◆ Stated task ◆
Can you retype the listing below word for word, from the first line to the last?

[start]

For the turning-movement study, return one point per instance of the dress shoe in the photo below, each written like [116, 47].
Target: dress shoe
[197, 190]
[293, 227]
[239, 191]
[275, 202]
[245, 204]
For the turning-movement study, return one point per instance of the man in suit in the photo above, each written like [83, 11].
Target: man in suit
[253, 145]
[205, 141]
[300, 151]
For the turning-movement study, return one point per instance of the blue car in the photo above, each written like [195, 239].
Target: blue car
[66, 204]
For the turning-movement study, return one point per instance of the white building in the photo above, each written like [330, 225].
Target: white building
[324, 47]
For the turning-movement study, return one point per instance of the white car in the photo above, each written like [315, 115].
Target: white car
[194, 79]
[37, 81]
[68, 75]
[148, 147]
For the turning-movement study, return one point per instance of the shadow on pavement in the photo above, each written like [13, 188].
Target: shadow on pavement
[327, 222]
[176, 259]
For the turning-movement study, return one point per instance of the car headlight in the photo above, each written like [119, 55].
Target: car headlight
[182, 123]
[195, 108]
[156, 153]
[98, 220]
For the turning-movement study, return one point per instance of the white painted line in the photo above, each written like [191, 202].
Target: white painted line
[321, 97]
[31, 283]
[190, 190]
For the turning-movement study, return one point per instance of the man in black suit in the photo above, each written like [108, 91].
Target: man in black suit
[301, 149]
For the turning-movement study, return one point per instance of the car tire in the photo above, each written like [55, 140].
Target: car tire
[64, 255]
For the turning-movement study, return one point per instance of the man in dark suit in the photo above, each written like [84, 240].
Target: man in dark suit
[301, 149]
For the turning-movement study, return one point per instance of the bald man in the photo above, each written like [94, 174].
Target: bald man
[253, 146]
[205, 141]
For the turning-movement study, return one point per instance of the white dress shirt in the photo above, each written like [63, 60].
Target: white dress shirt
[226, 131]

[end]

◆ Exercise solution ◆
For the turning-movement study, return one point per instance of the dress shoe in the photo below, each written like [116, 47].
Target: dress shoe
[197, 190]
[293, 227]
[239, 191]
[275, 202]
[245, 204]
For the turning-movement study, return one point per instance of the man in suit in the photo above, each written like [83, 11].
Target: man in suit
[253, 145]
[205, 141]
[300, 151]
For the turning-movement study, return one point per instance of the blue car in the photo above, each written like [195, 239].
Target: blue car
[66, 204]
For the turning-movement study, return one point per instance of the white building in the photo above, each written like [330, 225].
Target: white building
[324, 47]
For the turning-movement study, return one point per instance of the white car in the photo above, each written like [315, 115].
Target: white car
[194, 79]
[37, 81]
[68, 75]
[148, 147]
For the turning-movement study, return one point per instance of the shadow on pavement in the photo above, each written like [13, 188].
Target: shadow on pavement
[327, 222]
[176, 259]
For the turning-movement study, return one point per instance of the car headlight in the photo above, each written like [119, 55].
Target: car headlight
[182, 123]
[195, 108]
[156, 153]
[98, 220]
For the turning-movement study, return one point per instance of the white painted line in the photo above, each written like [191, 202].
Target: white painted line
[321, 97]
[31, 283]
[190, 190]
For the turning-movement study, return one point per instance of the man in black suit in the photo above, each written like [108, 91].
Target: man in black suit
[301, 149]
For the turning-movement study, return one point per instance of the car tire in the photo above, each written like [55, 140].
Target: car tire
[64, 255]
For the turning-movement study, return one point per instance of the man in dark suit in the photo above, each written like [84, 240].
Target: man in dark suit
[301, 149]
For the turning-movement study, return one point per instance of the bald man in the photo above, each written like [94, 174].
Target: bald man
[253, 146]
[205, 141]
For the turning-movement study, return one point per instance of the white dress shirt in the photo above, each written like [63, 60].
Target: white dress shirt
[226, 131]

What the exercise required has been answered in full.